### Source
— start —

The Office for National Statistics data also suggests people in Wales and England are less satisfied than people in Scotland and Northern Ireland.

Teenagers and those above retirement age are the happiest, the ONS suggests.

The survey is an effort to produce an alternative measure of national performance to Gross Domestic Product.

Prime Minister David Cameron has described it as crucial to finding out what the government can do to "really improve lives" - but Labour ridiculed the survey as a "statement of the bleeding obvious".

Three quarters of people aged 16 and over in the UK rated their overall "life satisfaction" as seven or more, with women more likely to report higher levels of well-being and a sense that their life is "worthwhile" than men but also higher levels of anxiety.

England and Wales had similar proportion of adults giving a low rating for "life satisfaction" - 24.3% and 25.3% respectively.

There were fewer people with low life satisfaction in Scotland (22.6%) and Northern Ireland (21.6%) - and fewer Northern Irish people gave a high rating when asked if they were "anxious yesterday" than the rest of the UK.

There is a risk of jumping to conclusions with today's well-being figures. We know that people in rented accommodation report significantly lower levels of life satisfaction than home-owners. But that doesn't mean renting is bad for your happiness.

— end —

### Required tasks
(1) List every percentage figure given in the well-being survey text.
(2) From the well-being survey text, copy word for word the part that opens with the words containing "Prime Minister David" and closes with "rest of the UK.".
The material that comes after this text isn't needed.

### Supplied data
— start —

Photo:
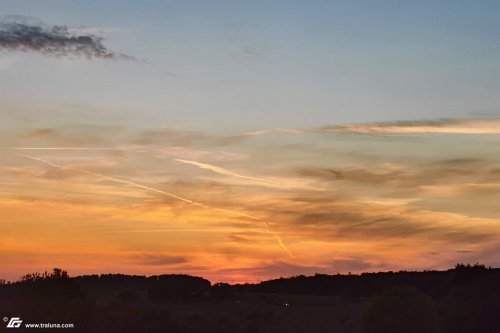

— end —

### Outputs for the tasks
(1) 24.3%, 25.3%, 22.6%, 21.6%

(2)
Prime Minister David Cameron has described it as crucial to finding out what the government can do to "really improve lives" - but Labour ridiculed the survey as a "statement of the bleeding obvious".

Three quarters of people aged 16 and over in the UK rated their overall "life satisfaction" as seven or more, with women more likely to report higher levels of well-being and a sense that their life is "worthwhile" than men but also higher levels of anxiety.

England and Wales had similar proportion of adults giving a low rating for "life satisfaction" - 24.3% and 25.3% respectively.

There were fewer people with low life satisfaction in Scotland (22.6%) and Northern Ireland (21.6%) - and fewer Northern Irish people gave a high rating when asked if they were "anxious yesterday" than the rest of the UK.